======== EXCERPTED DATA ========
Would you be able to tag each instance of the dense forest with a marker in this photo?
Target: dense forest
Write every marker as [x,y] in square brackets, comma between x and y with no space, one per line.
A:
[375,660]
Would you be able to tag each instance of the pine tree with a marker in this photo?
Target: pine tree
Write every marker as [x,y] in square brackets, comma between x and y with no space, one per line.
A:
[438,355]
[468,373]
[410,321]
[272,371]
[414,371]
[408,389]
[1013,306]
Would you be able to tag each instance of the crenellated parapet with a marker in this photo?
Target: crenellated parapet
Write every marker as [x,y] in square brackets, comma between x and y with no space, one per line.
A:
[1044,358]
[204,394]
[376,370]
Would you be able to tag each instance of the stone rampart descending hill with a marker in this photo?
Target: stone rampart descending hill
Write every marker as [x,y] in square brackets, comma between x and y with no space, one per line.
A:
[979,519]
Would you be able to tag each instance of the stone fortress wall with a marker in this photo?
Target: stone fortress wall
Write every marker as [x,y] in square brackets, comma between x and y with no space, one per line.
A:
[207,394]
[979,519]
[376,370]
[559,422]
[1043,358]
========
_SHORT EXERCISE_:
Could you write out all the records again, swapping each "marker" for "point" and leaving everything else unchanged?

_WORKED ANSWER_:
Would you be able to tag each instance of the dense forest with a point in this photo?
Target: dense forest
Write every point as [x,y] in square brackets, comma between x and y with no space, one per line.
A:
[375,660]
Would you be able to tag each instance of the pine tree with a point in this photo?
Target: pine tree
Write every point as [x,y] in square brackets, comma between x and y with no space, one per line.
A:
[438,355]
[468,373]
[410,321]
[272,371]
[414,371]
[408,389]
[1013,306]
Would you be able to tag each instance of the crenellated parapet with a point in this photo?
Target: crenellated parapet
Write every point as [x,y] in square brackets, comma between x and y with no space, one per line.
A:
[1044,358]
[204,394]
[376,370]
Would you be able to tag each instance of the stone rampart descending hill with a point in this photo?
Target: stone rampart descending hill
Write every point as [x,y] in square brackets, comma between x and y with no space, one per line.
A:
[979,519]
Would you be able to tag each instance of the stone fortress wall with a point in this photo?
Target: stone fortress wall
Write every point as [x,y] in square brackets, comma between x and y with no space, one per line.
A:
[207,394]
[979,519]
[376,370]
[559,422]
[1043,358]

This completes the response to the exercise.